## Task prompt:
Exactly reproduce the line that contains "Find the harbor" and all lines after it in the entries below, through the very last line.

(Items listed in a dataset)

..........

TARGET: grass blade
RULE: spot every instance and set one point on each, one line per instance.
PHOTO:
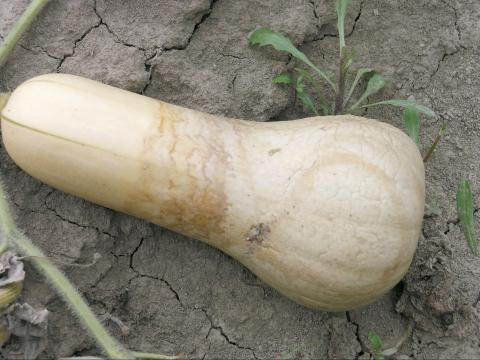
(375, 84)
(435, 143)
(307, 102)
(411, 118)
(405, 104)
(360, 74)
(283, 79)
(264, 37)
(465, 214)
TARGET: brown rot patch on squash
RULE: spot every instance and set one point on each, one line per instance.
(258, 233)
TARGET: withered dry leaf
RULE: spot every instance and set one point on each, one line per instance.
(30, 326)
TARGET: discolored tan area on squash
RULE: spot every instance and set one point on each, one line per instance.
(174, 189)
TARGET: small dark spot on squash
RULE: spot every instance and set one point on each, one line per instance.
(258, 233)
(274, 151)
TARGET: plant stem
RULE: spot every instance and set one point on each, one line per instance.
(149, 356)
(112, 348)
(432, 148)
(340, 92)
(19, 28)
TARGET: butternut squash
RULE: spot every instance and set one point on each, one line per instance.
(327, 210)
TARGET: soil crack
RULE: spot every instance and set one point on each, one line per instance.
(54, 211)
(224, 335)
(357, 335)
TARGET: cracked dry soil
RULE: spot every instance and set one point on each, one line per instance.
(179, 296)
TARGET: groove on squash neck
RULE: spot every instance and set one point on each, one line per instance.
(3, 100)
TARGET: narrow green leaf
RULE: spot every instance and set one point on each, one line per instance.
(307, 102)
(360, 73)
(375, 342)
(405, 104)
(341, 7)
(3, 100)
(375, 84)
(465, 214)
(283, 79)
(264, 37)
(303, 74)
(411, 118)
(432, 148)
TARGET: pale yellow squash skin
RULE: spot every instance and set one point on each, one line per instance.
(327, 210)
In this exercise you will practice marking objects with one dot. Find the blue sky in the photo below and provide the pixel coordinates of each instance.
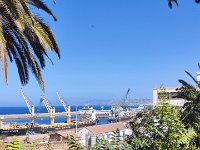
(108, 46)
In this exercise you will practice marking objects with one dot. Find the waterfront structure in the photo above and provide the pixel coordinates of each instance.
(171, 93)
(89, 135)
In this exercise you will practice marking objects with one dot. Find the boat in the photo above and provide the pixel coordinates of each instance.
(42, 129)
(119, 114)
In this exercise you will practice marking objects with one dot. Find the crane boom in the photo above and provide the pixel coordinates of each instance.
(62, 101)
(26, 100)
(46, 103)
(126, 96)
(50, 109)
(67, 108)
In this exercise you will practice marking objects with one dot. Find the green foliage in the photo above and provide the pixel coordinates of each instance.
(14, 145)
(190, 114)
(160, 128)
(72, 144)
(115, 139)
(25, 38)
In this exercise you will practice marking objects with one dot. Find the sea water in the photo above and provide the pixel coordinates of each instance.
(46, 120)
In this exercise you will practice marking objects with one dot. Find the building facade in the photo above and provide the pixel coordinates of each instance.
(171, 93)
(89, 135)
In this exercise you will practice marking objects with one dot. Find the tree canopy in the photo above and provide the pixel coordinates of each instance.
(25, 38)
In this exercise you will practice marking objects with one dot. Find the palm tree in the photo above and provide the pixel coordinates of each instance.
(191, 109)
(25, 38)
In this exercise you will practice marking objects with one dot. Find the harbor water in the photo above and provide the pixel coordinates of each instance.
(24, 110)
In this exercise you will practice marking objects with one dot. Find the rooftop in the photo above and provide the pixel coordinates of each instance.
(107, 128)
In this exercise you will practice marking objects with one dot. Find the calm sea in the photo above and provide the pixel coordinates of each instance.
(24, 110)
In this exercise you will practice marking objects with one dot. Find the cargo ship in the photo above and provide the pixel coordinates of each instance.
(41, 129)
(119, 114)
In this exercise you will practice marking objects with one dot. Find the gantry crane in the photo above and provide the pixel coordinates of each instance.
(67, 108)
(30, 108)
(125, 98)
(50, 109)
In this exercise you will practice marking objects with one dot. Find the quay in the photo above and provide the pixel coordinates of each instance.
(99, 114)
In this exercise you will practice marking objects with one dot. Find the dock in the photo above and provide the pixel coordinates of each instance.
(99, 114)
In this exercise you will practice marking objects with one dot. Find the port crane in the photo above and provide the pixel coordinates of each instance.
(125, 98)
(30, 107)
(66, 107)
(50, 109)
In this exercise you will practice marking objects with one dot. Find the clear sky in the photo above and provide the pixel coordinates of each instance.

..........

## The response:
In this exercise you will practice marking objects with one dot. Find the harbor water in the photo above and provide the pixel coordinates of each instance.
(24, 110)
In this exercise you will practice marking objects with one dot. Find the rooftop in the photo above and provide the pixel coordinates of each instance.
(107, 128)
In this exercise you will practice marking objects with one dot. Find the calm sea in the photo above and provide the pixel coordinates of each instance.
(24, 110)
In this exercise you will practice marking objects with one dot. Find the cargo ship in the photo above and provide the pixel coordinates of each instance.
(41, 129)
(119, 114)
In this exercise you will practice marking objects with one dot. Find the gantry crane in the photo above and provide the pixel coordinates of each instance.
(67, 108)
(30, 108)
(125, 98)
(50, 109)
In this exercise you will practice marking objects with one dot. Find the quay in the photo above and provide the pixel coordinates of each instance.
(99, 114)
In this exercise you will practice marking objects with one dot. Find the dock in the photo above and provide the pixel coordinates of each instance.
(99, 114)
In this exercise you will practice marking objects with one dot. Find the port crane in the photo above and provide the pixel coordinates of each instance.
(125, 98)
(30, 107)
(66, 107)
(50, 109)
In this exercise you will practice marking objects with one dot. Find the clear sky in the photo above and provide the pixel coordinates of each instance.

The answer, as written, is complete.